Prologue - Arrivée - Cusco - Machu Picchu - Lac Titicaca - La Paz, Sucre - Potosí et ses mines - Salar d'Uyuni - Lima - Epilogue
A quelques dizaines de kilomètres de Sucre se trouve le village indien de Tarabuco, réputé pour son marché qui a lieu chaque dimanche. L'une des particularités de la culture des Tarabucos est que les hommes arborent des chapeaux en feutre ayant la forme des anciens casques des conquistadors espagnols. Ce phénomène d'acculturation traduit l'admiration et la crainte que les Indiens ont eu à l'époque de la Conquête devant les "coiffures" des Espagnols. Et pour reprendre l'expression que j'ai entendue dans un documentaire à ce propos, "paraître celui qui vous domine, c'est quelque-part être son égal."
Le marché de Tarabuco, comme celui de Pisac, s'organise dans toutes les rues autour de la place centrale du village. Mais il a l'avantage contrairement à son homologue péruvien d'être moins touristique, et donc plus agréable à découvrir. J'ai quitté le centre et son animation pour me diriger vers les quartiers plus excentrés et ensuite aller dans la sierra, l'arrière-pays. J'ai marché pendant une vingtaine de minutes sur un petit chemin de terre, ne rencontrant qu'épisodiquement quelques paysans qui semblaient étonnés de me voir. Certains ont même affiché une mine fermée et antipathique, murmurant le mot "gringo" qui n'a pas échappé à mes oreilles. J'avais beau m'arrêter et leur expliquer que j'étais Français et non pas gringo. Car ce terme dans mon esprit s'applique aux Nord-Américains, et je ne voulais pas qu'on me colle cette étiquette qui ici est plutôt péjorative. Tout dépend bien-sûr de l'intonation, on peut prononcer le mot avec une tendresse bienveillante, l'air rieur, ou encore avec un ton qui frise la défiance. Malgré mes maigres explications ils ne semblaient pas réellement faire la distinction, un blanc est un gringo, point barre. Ils ont dû me prendre pour un fou en me voyant me justifier avec véhémence !
Moi qui voulait passer inaperçu -plus ou moins-, c'est plutôt raté. Les habitants d'ici semblent bien moins accoutumés aux touristes, et ils se montrent plus méfiants à leur égard. C'est tant mieux en fin de compte, car ils ont conservé cet esprit sauvage et cette dignité que beaucoup ont perdus au contact de l'essor récent du tourisme, et même si certains m'ont paru très renfrognés -pas tous évidemment- je ne peux m'empêcher de les admirer. En rentrant au village, j'ai hésité à m'incruster dans une maison dont la porte de la cour était entrouverte. J'avais l'intention de demander à ses occupants la permission de la visiter, mais je me suis ravisé peut-être un peu vite en entendant un nouveau "gringo" siffler à mes oreilles.

• [MATÉRIEL EXTRAIT]:
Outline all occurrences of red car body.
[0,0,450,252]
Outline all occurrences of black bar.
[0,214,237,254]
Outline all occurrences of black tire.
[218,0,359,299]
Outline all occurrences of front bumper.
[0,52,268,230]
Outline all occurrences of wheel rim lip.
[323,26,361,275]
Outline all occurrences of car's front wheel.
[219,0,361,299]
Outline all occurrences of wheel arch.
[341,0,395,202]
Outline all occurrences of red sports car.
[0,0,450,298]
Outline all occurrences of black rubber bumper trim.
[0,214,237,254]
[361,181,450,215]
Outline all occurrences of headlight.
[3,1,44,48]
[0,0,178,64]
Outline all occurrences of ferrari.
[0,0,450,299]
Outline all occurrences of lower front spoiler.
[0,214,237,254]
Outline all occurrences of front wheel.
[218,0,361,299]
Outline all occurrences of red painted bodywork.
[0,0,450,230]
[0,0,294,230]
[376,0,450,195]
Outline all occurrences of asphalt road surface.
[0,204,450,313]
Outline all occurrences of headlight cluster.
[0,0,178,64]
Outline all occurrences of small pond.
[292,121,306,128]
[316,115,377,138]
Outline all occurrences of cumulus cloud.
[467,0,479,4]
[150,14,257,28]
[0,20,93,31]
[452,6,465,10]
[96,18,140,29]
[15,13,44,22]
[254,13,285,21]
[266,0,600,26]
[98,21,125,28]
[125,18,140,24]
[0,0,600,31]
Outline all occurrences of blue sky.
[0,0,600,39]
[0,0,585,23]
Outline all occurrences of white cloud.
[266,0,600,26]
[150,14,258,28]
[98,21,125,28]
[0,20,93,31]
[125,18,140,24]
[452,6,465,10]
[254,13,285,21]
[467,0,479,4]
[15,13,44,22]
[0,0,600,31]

• [CONSIGNES]:
[1] Répondez à ces questions sur le texte sur Tarabuco :
(a) Quel jour a lieu le marché de Tarabuco ?
(b) Combien de temps dure la marche sur le petit chemin de terre ?
(c) Selon le texte, à qui s'applique le terme « gringo » dans l'esprit de celui qui raconte ?
[2] Recopiez, s'il vous plaît, un passage du texte sur Tarabuco. Commencez aux mots « Moi qui voulait » et arrêtez-vous après « siffler à mes oreilles. ».

• [RÉPONSES PAR TÂCHE]:
[1]
(a) Chaque dimanche.
(b) Une vingtaine de minutes.
(c) Aux Nord-Américains.

[2]
Moi qui voulait passer inaperçu -plus ou moins-, c'est plutôt raté. Les habitants d'ici semblent bien moins accoutumés aux touristes, et ils se montrent plus méfiants à leur égard. C'est tant mieux en fin de compte, car ils ont conservé cet esprit sauvage et cette dignité que beaucoup ont perdus au contact de l'essor récent du tourisme, et même si certains m'ont paru très renfrognés -pas tous évidemment- je ne peux m'empêcher de les admirer. En rentrant au village, j'ai hésité à m'incruster dans une maison dont la porte de la cour était entrouverte. J'avais l'intention de demander à ses occupants la permission de la visiter, mais je me suis ravisé peut-être un peu vite en entendant un nouveau "gringo" siffler à mes oreilles.